-- Begin --
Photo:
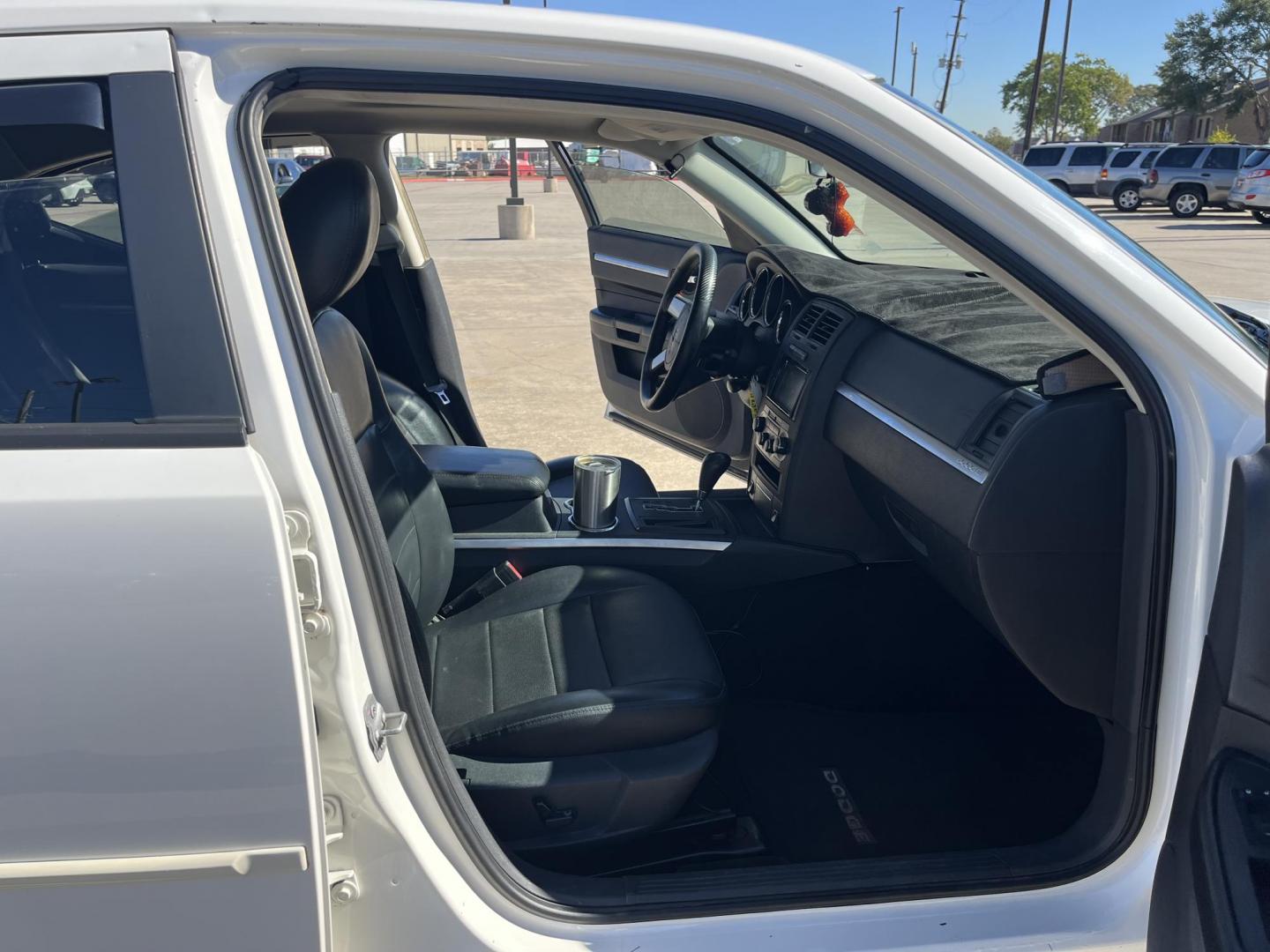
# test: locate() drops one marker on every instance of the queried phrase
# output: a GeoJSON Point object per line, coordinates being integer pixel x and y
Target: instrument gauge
{"type": "Point", "coordinates": [758, 294]}
{"type": "Point", "coordinates": [773, 300]}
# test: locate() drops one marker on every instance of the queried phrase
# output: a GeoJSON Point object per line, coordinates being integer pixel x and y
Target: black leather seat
{"type": "Point", "coordinates": [579, 703]}
{"type": "Point", "coordinates": [424, 427]}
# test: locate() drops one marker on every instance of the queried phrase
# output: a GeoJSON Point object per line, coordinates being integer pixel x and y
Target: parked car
{"type": "Point", "coordinates": [409, 164]}
{"type": "Point", "coordinates": [1071, 167]}
{"type": "Point", "coordinates": [294, 660]}
{"type": "Point", "coordinates": [1194, 175]}
{"type": "Point", "coordinates": [1125, 172]}
{"type": "Point", "coordinates": [101, 175]}
{"type": "Point", "coordinates": [1251, 187]}
{"type": "Point", "coordinates": [285, 173]}
{"type": "Point", "coordinates": [68, 190]}
{"type": "Point", "coordinates": [524, 167]}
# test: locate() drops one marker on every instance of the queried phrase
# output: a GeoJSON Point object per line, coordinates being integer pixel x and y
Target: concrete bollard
{"type": "Point", "coordinates": [516, 221]}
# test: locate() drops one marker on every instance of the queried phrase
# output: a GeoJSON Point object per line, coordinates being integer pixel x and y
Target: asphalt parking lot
{"type": "Point", "coordinates": [521, 308]}
{"type": "Point", "coordinates": [1222, 254]}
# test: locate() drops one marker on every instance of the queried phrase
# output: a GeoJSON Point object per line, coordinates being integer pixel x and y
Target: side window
{"type": "Point", "coordinates": [81, 248]}
{"type": "Point", "coordinates": [1088, 155]}
{"type": "Point", "coordinates": [1042, 158]}
{"type": "Point", "coordinates": [1222, 159]}
{"type": "Point", "coordinates": [629, 190]}
{"type": "Point", "coordinates": [1177, 158]}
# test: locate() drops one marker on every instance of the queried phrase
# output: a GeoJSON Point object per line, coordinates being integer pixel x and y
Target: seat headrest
{"type": "Point", "coordinates": [332, 216]}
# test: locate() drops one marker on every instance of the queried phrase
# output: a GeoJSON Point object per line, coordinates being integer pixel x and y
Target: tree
{"type": "Point", "coordinates": [1221, 58]}
{"type": "Point", "coordinates": [1145, 97]}
{"type": "Point", "coordinates": [997, 138]}
{"type": "Point", "coordinates": [1093, 90]}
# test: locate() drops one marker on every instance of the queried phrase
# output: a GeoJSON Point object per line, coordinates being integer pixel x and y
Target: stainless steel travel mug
{"type": "Point", "coordinates": [596, 480]}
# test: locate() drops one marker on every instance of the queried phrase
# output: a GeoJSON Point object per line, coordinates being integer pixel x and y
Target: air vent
{"type": "Point", "coordinates": [807, 320]}
{"type": "Point", "coordinates": [825, 328]}
{"type": "Point", "coordinates": [993, 435]}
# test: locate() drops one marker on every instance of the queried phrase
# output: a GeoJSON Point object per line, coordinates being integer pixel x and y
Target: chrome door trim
{"type": "Point", "coordinates": [168, 866]}
{"type": "Point", "coordinates": [932, 446]}
{"type": "Point", "coordinates": [696, 545]}
{"type": "Point", "coordinates": [631, 265]}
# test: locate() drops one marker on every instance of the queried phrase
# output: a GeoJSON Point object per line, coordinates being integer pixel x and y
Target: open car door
{"type": "Point", "coordinates": [1212, 888]}
{"type": "Point", "coordinates": [640, 222]}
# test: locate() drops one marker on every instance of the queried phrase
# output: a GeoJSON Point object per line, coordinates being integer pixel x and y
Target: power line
{"type": "Point", "coordinates": [1062, 68]}
{"type": "Point", "coordinates": [1041, 57]}
{"type": "Point", "coordinates": [952, 58]}
{"type": "Point", "coordinates": [894, 52]}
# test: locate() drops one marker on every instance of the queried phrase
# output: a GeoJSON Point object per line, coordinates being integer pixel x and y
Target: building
{"type": "Point", "coordinates": [433, 147]}
{"type": "Point", "coordinates": [1169, 124]}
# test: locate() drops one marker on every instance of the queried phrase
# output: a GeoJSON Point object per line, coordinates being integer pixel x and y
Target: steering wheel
{"type": "Point", "coordinates": [681, 324]}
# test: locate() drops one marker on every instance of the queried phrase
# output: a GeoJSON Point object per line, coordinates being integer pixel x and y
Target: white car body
{"type": "Point", "coordinates": [131, 856]}
{"type": "Point", "coordinates": [1251, 188]}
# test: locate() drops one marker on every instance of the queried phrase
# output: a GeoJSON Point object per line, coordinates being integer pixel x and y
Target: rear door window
{"type": "Point", "coordinates": [1256, 158]}
{"type": "Point", "coordinates": [1044, 158]}
{"type": "Point", "coordinates": [107, 309]}
{"type": "Point", "coordinates": [1222, 159]}
{"type": "Point", "coordinates": [1088, 155]}
{"type": "Point", "coordinates": [1177, 158]}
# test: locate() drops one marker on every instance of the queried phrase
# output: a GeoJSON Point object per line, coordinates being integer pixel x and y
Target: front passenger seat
{"type": "Point", "coordinates": [579, 703]}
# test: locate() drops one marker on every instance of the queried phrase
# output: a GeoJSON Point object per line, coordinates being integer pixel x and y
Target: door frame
{"type": "Point", "coordinates": [487, 859]}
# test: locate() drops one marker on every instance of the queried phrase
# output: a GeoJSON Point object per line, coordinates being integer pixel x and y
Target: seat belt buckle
{"type": "Point", "coordinates": [497, 577]}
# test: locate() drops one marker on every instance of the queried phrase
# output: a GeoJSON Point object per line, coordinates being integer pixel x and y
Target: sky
{"type": "Point", "coordinates": [1000, 37]}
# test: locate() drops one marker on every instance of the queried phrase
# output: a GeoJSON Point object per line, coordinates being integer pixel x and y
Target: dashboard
{"type": "Point", "coordinates": [880, 435]}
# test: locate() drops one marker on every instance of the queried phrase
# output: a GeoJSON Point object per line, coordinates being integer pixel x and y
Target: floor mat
{"type": "Point", "coordinates": [832, 785]}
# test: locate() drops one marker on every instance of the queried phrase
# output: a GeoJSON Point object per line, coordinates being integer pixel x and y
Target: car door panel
{"type": "Point", "coordinates": [1213, 882]}
{"type": "Point", "coordinates": [155, 726]}
{"type": "Point", "coordinates": [630, 271]}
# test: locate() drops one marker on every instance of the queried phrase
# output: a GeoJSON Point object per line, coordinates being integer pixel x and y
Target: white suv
{"type": "Point", "coordinates": [1071, 167]}
{"type": "Point", "coordinates": [1251, 188]}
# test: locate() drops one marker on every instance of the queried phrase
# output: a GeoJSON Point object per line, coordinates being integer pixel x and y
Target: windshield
{"type": "Point", "coordinates": [877, 235]}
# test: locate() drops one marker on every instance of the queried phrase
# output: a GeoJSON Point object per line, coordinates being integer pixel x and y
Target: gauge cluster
{"type": "Point", "coordinates": [768, 301]}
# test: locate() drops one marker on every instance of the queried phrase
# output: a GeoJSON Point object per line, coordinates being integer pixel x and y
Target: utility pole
{"type": "Point", "coordinates": [1062, 69]}
{"type": "Point", "coordinates": [514, 219]}
{"type": "Point", "coordinates": [894, 52]}
{"type": "Point", "coordinates": [1041, 58]}
{"type": "Point", "coordinates": [947, 77]}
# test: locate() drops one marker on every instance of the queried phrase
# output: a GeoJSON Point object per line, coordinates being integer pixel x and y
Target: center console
{"type": "Point", "coordinates": [773, 438]}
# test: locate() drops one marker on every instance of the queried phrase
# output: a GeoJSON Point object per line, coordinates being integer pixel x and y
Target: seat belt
{"type": "Point", "coordinates": [406, 308]}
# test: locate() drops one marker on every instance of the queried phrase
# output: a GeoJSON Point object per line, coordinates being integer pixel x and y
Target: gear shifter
{"type": "Point", "coordinates": [713, 469]}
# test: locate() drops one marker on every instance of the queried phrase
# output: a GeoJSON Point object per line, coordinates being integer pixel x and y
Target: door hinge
{"type": "Point", "coordinates": [308, 583]}
{"type": "Point", "coordinates": [380, 725]}
{"type": "Point", "coordinates": [312, 620]}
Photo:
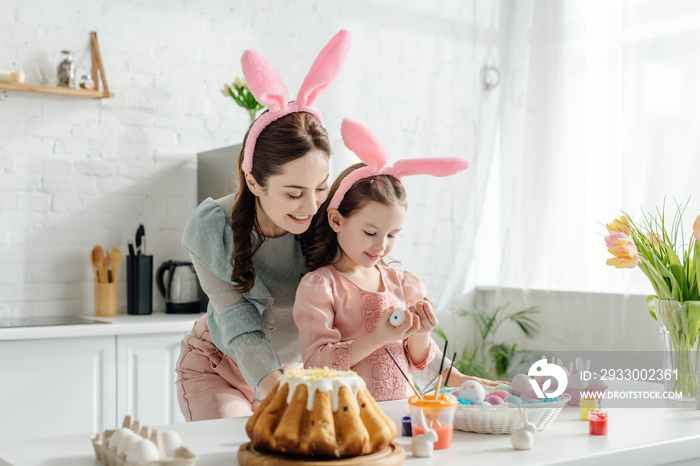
-- End --
* [Your objective] Which lines in the entries above contain the word "belt"? Show each of them in full.

* [Response for this exercise]
Target: seat belt buckle
Target: seat belt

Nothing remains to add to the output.